[Data entries]
——

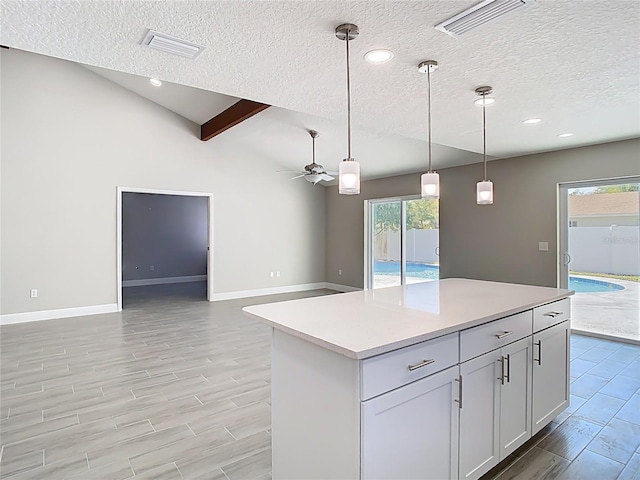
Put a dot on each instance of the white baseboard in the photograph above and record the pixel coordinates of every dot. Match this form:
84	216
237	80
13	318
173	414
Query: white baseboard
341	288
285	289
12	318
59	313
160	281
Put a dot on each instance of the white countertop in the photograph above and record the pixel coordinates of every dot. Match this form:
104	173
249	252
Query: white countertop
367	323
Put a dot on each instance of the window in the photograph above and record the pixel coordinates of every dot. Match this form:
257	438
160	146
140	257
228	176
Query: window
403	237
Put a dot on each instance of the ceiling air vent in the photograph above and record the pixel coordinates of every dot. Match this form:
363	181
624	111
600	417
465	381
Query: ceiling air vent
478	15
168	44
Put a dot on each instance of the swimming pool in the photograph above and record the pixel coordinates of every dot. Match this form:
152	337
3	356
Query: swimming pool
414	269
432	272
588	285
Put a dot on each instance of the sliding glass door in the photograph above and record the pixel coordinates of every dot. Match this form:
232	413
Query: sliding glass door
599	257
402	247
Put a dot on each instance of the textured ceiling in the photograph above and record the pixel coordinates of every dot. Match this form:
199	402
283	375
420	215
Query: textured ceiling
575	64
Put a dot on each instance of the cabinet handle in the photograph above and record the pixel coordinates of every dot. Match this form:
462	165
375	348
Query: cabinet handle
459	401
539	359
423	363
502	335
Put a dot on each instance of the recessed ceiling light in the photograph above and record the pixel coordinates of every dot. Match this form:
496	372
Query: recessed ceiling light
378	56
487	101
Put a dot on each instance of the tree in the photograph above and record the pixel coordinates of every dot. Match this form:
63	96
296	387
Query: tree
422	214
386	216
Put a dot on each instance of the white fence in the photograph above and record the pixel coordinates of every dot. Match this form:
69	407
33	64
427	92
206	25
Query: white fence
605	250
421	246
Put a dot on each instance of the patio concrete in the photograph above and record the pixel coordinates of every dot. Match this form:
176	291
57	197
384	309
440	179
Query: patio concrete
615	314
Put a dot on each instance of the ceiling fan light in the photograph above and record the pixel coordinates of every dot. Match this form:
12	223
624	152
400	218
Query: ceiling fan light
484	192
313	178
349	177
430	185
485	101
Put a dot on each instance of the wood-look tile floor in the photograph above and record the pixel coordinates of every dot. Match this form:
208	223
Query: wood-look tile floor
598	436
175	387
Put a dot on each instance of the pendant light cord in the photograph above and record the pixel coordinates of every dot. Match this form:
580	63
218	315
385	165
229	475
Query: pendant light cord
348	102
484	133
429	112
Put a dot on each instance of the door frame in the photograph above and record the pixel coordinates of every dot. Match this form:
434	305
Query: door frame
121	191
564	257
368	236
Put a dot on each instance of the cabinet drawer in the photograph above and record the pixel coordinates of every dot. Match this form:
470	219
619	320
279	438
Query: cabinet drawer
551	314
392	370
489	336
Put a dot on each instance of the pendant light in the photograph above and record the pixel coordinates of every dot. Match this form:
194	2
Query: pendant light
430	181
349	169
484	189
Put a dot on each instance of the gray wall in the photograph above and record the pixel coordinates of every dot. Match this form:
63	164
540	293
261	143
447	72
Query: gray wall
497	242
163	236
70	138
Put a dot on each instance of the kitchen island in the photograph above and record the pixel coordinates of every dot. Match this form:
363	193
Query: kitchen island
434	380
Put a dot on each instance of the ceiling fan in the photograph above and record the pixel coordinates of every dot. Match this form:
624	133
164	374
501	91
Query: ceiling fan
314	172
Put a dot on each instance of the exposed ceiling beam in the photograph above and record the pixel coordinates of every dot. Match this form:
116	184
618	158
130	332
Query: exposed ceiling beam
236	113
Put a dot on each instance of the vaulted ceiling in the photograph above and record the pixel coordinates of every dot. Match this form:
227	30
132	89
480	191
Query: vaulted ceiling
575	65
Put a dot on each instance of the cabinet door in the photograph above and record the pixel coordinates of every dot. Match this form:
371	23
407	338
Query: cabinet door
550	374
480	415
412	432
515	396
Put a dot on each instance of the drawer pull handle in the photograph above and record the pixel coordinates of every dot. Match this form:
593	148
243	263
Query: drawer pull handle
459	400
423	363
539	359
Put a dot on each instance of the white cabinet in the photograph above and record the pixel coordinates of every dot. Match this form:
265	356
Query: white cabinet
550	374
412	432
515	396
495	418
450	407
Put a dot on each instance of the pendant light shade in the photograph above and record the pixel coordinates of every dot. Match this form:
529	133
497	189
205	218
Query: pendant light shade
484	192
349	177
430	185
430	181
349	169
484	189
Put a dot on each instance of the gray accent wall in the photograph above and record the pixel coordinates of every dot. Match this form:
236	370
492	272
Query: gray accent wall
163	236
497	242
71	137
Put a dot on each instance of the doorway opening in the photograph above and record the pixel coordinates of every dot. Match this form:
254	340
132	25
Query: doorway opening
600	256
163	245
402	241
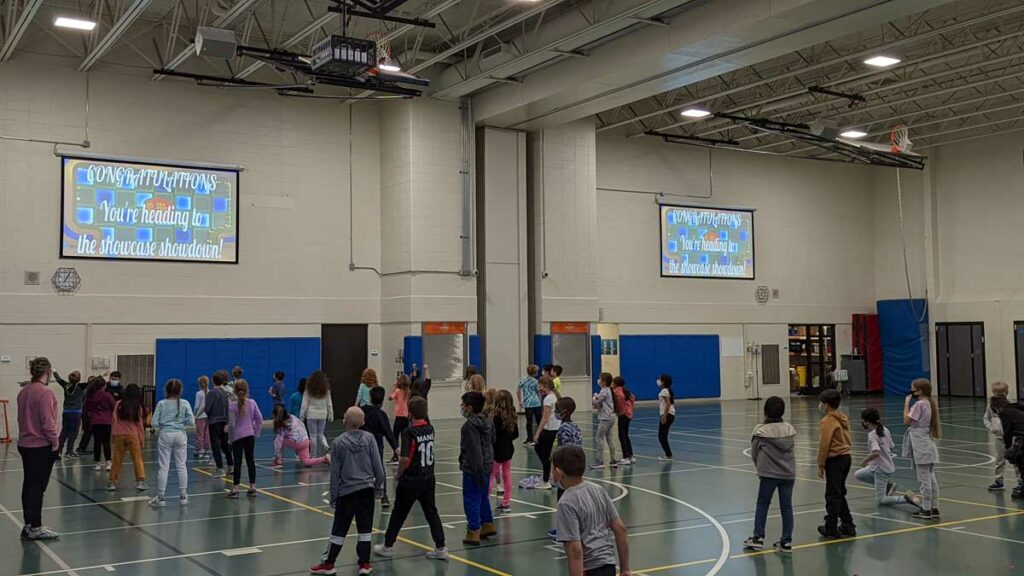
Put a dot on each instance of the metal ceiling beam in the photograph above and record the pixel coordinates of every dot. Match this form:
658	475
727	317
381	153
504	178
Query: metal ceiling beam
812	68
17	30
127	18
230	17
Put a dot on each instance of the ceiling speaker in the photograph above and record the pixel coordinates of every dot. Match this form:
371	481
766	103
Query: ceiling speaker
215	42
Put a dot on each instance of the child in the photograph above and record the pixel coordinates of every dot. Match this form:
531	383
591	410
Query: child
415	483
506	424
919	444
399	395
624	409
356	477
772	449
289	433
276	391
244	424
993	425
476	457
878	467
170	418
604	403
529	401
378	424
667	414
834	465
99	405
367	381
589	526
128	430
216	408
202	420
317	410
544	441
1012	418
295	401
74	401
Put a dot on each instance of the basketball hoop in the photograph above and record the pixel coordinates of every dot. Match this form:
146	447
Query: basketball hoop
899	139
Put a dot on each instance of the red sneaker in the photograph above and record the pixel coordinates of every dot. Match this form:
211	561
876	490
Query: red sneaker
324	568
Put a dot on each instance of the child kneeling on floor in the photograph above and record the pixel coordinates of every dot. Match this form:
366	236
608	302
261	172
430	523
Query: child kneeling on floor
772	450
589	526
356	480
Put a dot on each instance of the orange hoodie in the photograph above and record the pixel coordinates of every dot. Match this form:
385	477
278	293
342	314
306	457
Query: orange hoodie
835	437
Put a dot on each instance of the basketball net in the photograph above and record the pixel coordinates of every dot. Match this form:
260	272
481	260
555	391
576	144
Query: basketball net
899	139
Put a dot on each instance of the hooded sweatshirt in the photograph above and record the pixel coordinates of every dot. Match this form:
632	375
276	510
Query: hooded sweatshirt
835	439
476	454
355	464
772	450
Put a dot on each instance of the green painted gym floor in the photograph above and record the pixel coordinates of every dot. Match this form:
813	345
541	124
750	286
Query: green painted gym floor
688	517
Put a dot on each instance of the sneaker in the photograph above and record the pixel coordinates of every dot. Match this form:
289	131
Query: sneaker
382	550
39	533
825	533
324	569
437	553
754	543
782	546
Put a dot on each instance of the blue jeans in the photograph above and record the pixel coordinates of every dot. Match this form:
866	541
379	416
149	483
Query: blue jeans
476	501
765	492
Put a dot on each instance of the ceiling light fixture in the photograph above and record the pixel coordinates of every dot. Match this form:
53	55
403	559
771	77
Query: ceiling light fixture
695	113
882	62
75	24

——

§ INSTRUCTIONS FOR THE TASK: Duplicate every one of the lines above, leaving out the pictures.

§ WRITTEN REPLY:
Put a dot on each instance of the white baseboard in the photograph above and record the pixel coordinates of every dot. Match this form:
84	216
237	80
13	318
173	414
Query: white baseboard
341	288
285	289
12	318
59	313
160	281
Put a dot on each instance of the white countertop in the photograph above and record the pixel coordinates of every dot. Match this form:
104	173
249	252
Query: white countertop
367	323
Put a dot on each instance of the window in the photograph above and record the pixel coordinates of every dot. Match this form:
257	438
160	146
140	257
228	176
Query: window
403	237
Put a dot on each instance of the ceiling air vent in the photograph above and record the pixel coordinates of every dot. Match this form:
363	181
624	111
600	417
465	381
Query: ceiling air vent
478	15
168	44
Put a dot on each instance of the swimming pool in the photograph above and record the pixel coordinates of every dot. Match this form:
152	337
3	356
Query: swimming pool
414	269
432	272
588	285
Put a dot on each instance of the sliding glass door in the photograph above and record the pixel coordinates of every dot. Match this form:
232	413
Query: sliding glass door
599	257
402	247
Put a dot on each instance of the textured ceiling in the photograph above and record the pixel coordinates of every dot. Match this form:
199	402
283	375
420	215
Query: textured ceiling
575	64
Put a dot on each instance of the cabinet handle in the photograph above and record the pixel coordinates of every dot. Match this form:
462	165
375	348
Query: cabinet handle
459	401
539	359
423	363
502	335
Put a dot on each instance of the recessed ceiling light in the photograph above and record the pixel coordinates of every dot. Match this form:
496	372
Query: recessed ceiling light
378	56
487	101
Put a dot on each instance of the tree in the photograph above and record the pixel coordinates of every dot. Match this form:
63	96
296	387
Query: tree
422	214
386	216
Put a dot on each instance of the white fence in the photograph above and record the pixel coordinates of every dot. Match this form:
69	407
33	64
427	92
206	25
Query: white fence
605	250
421	246
Put a dot on each instance of the patio concrete in the photograph above and record the pixel coordinates of every dot. Match this form:
176	291
57	197
384	309
440	179
Query: patio concrete
615	314
Put a dot on each instance of the ceiling fan light in the photograph above and record the pixel coordinates of every dot. Match this form:
12	223
624	152
400	218
Query: ceiling fan light
484	192
313	178
349	177
430	185
485	101
Put a dot on each instance of the wood-look tile floor in the photograph above and record the pixel coordinates of every dot. Match this form:
208	223
Query: wood-look tile floor
598	436
175	387
Put a dot on each instance of the pendant light cord in the photograph above and record the pixel coordinates of every dot. Match this form:
580	63
218	315
385	165
229	475
Query: pendant light cord
348	102
484	133
429	112
Put a dot on each instance of the door frame in the photograph above and record the pixel coordinates of every dot. Match this form:
434	305
Query: door frame
121	191
564	257
368	236
Put a dot on each instance of the cabinet drawer in the photograph above and record the pixel coordinates of every dot. Match this form:
470	219
619	320
279	438
Query: cabinet drawer
551	314
392	370
489	336
Put a dot on each instance of the pendant light in the photograph above and record the pixel coordinates of every dot. Match this form:
194	2
Query: pendant light
430	181
349	169
484	189
Put a dot on each instance of the gray wall in the photograph above and record the pixel coordinates of every dot. Match this form:
63	164
540	293
261	143
447	72
Query: gray wall
497	242
163	236
70	138
Put a dot on each instance of the kitchen island in the photograph above and record the pixel coordinates of every dot. Match this form:
363	193
Query: kitchen island
434	380
Put a dot on each instance of the ceiling fan in the photograph above and record the pixel coordinates of every dot. Match this form:
624	133
164	374
501	91
Query: ceiling fan
314	172
Put a dot on each instance of the exposed ceiling beam in the photograph above and record the pixel coordinates of every dot. Match this form:
116	184
618	158
130	332
Query: exposed ceiling beam
236	113
Put a dot on each instance of the vaulted ceiling in the photograph above and record the pixel coordinates of every dot. Match this form:
227	30
132	89
480	191
Query: vaulted ceiling
575	65
Put a dot on each instance of the cabinet door in the photograph above and record the pixel coordinates of every dot. Match this form:
371	23
407	338
Query: cabinet door
550	374
480	415
412	432
515	396
Put a dot on each instance of the drawer pull handle in the photograph above and record the pixel coordinates of every dot. Match this form:
593	148
243	263
Query: drawer pull handle
459	400
423	363
539	359
Put a dot on each instance of the white cabinet in the photograph above and record the pixel coordinates of every dot. Match this form:
265	356
Query: white cabinet
550	374
412	432
515	396
495	418
450	407
Put a dot on each instance of the pendant light shade in the photograph above and record the pixel coordinates of every dot. Match this form:
529	133
497	189
205	218
Query: pendant light shade
484	192
349	177
430	185
430	181
349	169
484	189
Put a dot on each instance of the gray accent wall in the photograph above and record the pixel coordinates of every dot. Match this form:
236	370
492	272
Query: gray accent wall
163	236
497	242
71	137
Put a dot on each instance of the doorway opening in the photograph above and record the pixel coordinates of every dot. Match this form:
254	340
132	25
Query: doorway opening
600	256
163	245
402	241
Put a dot on each instance of the metal ceiling beam in the photograph above and record the pixel coordinates of every dot. Match this form:
658	475
727	317
381	153
504	178
Query: metal ceiling beam
812	68
17	30
127	18
230	17
Put a dot on each instance of the ceiling speaker in the photograph above and record the pixel coordinates of every dot. Match this form:
371	481
766	103
Query: ceiling speaker
215	42
Put a dot on each instance of the child in the photograph above and record the pixel coordinates of every dot. Match this form:
531	383
591	410
Query: child
415	483
506	424
919	444
399	395
624	409
356	477
772	449
289	433
276	391
244	424
993	425
476	457
878	467
170	418
604	403
529	401
378	424
667	414
834	465
99	405
367	381
589	526
128	430
216	408
202	420
317	410
544	441
1012	418
295	401
74	401
Put a dot on each instance of the basketball hoop in the photograph above and record the pixel coordinates of every dot. Match this form:
146	447
Query: basketball hoop
899	139
Put a dot on each instance of the red sneaker in the photograph above and record the pixel coordinates of every dot. Match this form:
211	561
876	490
Query: red sneaker
324	568
Put a dot on each instance of the child kneeling on floor in the photograph above and record the pixel coordinates of every dot. Match this form:
366	236
608	302
261	172
430	523
Query: child kneeling on floor
772	450
589	526
356	480
Put a dot on each instance of the orange hoodie in the photograph above and record the pixel coordinates of every dot. Match this form:
385	477
278	293
342	314
306	457
Query: orange hoodie
835	437
Put a dot on each instance of the basketball net in the photograph above and record the pixel coordinates of every dot. Match this form:
260	272
481	260
555	391
576	144
Query: basketball net
899	139
Put a dot on each instance of the hooded sweatshirt in the photograph above and record the pixel coordinates of every dot. Match this form:
632	375
276	510
Query: hooded sweatshirt
835	439
476	454
355	464
772	450
Put a dot on each instance of the green painted gym floor in the photograph above and record the pixel coordinates of every dot. Match this form:
813	345
541	124
750	286
Query: green painted gym floor
688	517
Put a dot on each instance of the sneaker in the photograph above and record the pixel coordinates of every dot. Match this form:
289	131
Query: sneaker
382	550
39	533
825	533
324	569
437	553
754	543
782	546
Put a dot on each instance of the blue jeans in the photograph above and record the pixel coordinates of every dot. Match this form:
866	541
379	416
149	483
Query: blue jeans
476	501
765	492
Put a dot on each instance of the ceiling light fixture in the photograph above and record the pixel coordinates of every dot. Match this form:
53	55
403	559
771	77
Query: ceiling light fixture
695	113
882	62
75	24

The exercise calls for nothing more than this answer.